## What you are asked to do
Please count the lines in the entries below that contain the word "gray", treating case as significant, and give only that number.

## Supplied records

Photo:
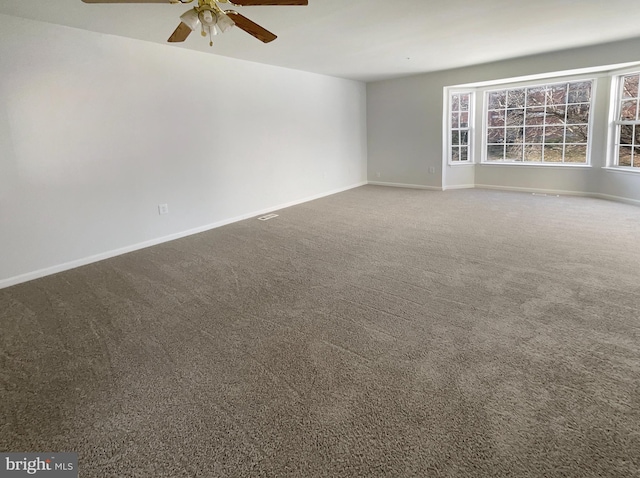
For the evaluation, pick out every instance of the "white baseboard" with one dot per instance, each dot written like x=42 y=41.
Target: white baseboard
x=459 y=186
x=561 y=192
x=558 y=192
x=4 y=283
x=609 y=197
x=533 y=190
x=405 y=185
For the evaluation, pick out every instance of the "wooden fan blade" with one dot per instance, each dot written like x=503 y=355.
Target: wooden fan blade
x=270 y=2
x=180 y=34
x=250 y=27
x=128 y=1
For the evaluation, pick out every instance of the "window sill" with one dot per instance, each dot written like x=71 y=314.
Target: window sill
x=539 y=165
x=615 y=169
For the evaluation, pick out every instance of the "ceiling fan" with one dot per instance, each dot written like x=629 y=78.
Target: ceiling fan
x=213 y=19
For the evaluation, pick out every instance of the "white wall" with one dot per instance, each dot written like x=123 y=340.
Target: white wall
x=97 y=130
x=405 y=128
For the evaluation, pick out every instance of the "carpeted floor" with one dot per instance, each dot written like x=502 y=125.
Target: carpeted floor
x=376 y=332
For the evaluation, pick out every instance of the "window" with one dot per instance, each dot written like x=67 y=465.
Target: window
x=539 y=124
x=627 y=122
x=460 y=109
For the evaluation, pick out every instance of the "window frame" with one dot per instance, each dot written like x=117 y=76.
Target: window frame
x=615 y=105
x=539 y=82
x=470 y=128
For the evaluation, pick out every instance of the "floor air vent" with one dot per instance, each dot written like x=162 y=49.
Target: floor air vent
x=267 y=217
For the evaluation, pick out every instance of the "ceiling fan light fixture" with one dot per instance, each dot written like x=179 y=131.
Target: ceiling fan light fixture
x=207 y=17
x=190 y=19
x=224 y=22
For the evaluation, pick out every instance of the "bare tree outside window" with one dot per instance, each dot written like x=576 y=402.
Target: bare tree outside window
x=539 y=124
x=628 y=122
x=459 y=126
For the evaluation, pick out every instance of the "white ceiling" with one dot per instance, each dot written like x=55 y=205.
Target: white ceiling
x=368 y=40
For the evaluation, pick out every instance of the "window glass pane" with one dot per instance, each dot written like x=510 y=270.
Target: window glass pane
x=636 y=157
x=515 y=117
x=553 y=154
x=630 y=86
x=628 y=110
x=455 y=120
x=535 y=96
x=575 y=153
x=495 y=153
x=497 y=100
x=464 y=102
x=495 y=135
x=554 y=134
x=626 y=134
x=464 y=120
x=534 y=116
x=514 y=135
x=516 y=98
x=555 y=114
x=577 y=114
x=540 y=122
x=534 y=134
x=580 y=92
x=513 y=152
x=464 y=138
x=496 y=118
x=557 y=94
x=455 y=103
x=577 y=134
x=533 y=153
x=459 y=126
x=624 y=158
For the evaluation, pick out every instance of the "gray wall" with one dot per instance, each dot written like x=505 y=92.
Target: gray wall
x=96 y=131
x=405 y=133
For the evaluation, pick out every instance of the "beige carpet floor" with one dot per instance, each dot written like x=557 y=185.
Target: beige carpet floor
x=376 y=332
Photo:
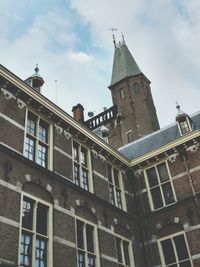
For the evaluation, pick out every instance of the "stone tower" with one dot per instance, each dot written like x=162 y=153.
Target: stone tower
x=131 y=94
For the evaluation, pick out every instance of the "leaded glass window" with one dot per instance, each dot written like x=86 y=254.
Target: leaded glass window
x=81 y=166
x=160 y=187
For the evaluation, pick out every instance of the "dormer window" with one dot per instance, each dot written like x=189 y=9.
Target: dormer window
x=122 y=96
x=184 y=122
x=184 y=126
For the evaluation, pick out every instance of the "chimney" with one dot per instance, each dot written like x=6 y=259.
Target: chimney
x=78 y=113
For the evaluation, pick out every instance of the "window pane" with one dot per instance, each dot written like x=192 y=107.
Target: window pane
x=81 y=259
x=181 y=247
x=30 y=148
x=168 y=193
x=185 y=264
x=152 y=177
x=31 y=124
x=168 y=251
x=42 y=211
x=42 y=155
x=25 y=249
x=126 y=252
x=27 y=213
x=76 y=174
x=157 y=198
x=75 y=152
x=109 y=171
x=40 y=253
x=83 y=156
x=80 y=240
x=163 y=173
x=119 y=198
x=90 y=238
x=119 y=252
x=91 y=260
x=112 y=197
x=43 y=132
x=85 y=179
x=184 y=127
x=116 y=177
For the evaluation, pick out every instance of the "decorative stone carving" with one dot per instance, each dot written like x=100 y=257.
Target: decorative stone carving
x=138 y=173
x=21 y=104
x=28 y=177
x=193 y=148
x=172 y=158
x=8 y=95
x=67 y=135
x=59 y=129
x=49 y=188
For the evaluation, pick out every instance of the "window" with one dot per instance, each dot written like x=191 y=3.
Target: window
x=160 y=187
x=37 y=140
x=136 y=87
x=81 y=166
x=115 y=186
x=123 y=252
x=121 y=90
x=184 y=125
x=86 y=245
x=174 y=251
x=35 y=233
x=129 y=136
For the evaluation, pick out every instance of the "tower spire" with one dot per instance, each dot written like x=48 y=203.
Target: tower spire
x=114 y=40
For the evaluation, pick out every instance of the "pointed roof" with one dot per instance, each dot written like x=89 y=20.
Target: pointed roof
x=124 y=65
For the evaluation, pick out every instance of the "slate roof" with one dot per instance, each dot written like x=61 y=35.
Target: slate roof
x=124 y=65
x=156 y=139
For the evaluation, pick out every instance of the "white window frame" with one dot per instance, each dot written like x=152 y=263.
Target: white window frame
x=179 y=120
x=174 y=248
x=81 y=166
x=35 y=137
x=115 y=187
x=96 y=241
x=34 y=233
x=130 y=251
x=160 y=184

* * *

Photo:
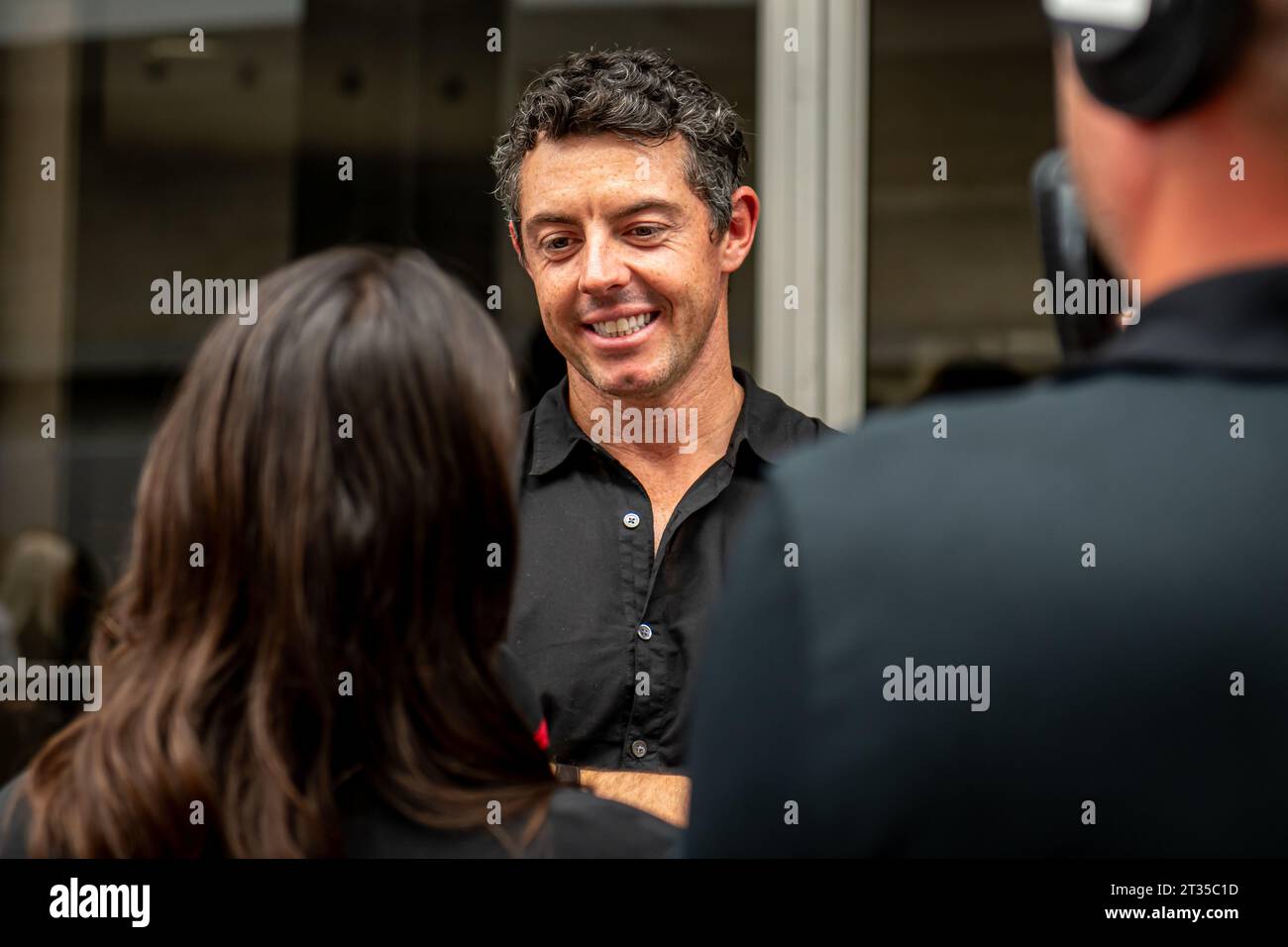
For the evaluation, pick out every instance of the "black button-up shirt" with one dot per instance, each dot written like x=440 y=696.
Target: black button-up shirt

## Output for this task
2